Exercise instructions: Put every line of the records into a Markdown table with the columns No. and Line, numbering the rows and skipping blank lines. Leave the pictures out.

________________

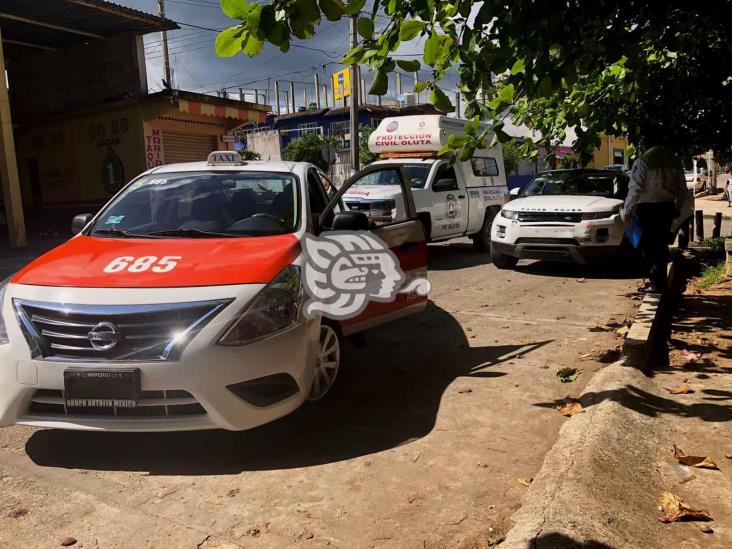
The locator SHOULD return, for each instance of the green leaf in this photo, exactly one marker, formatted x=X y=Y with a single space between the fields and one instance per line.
x=228 y=42
x=253 y=18
x=440 y=100
x=354 y=6
x=365 y=28
x=410 y=29
x=409 y=65
x=236 y=9
x=507 y=93
x=253 y=46
x=518 y=67
x=432 y=49
x=333 y=9
x=567 y=375
x=380 y=83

________________

Response to the task:
| No. | Line |
|---|---|
| 1 | The locator SHOULD return, for each instance of the green leaf in this photo, exactly one marker, formatted x=X y=Y with a single space between the fields and one instance per line. |
| 2 | x=228 y=42 |
| 3 | x=253 y=18 |
| 4 | x=440 y=100 |
| 5 | x=354 y=6 |
| 6 | x=365 y=28 |
| 7 | x=410 y=29 |
| 8 | x=409 y=65 |
| 9 | x=236 y=9 |
| 10 | x=507 y=93 |
| 11 | x=253 y=46 |
| 12 | x=518 y=67 |
| 13 | x=432 y=49 |
| 14 | x=333 y=9 |
| 15 | x=567 y=375 |
| 16 | x=380 y=83 |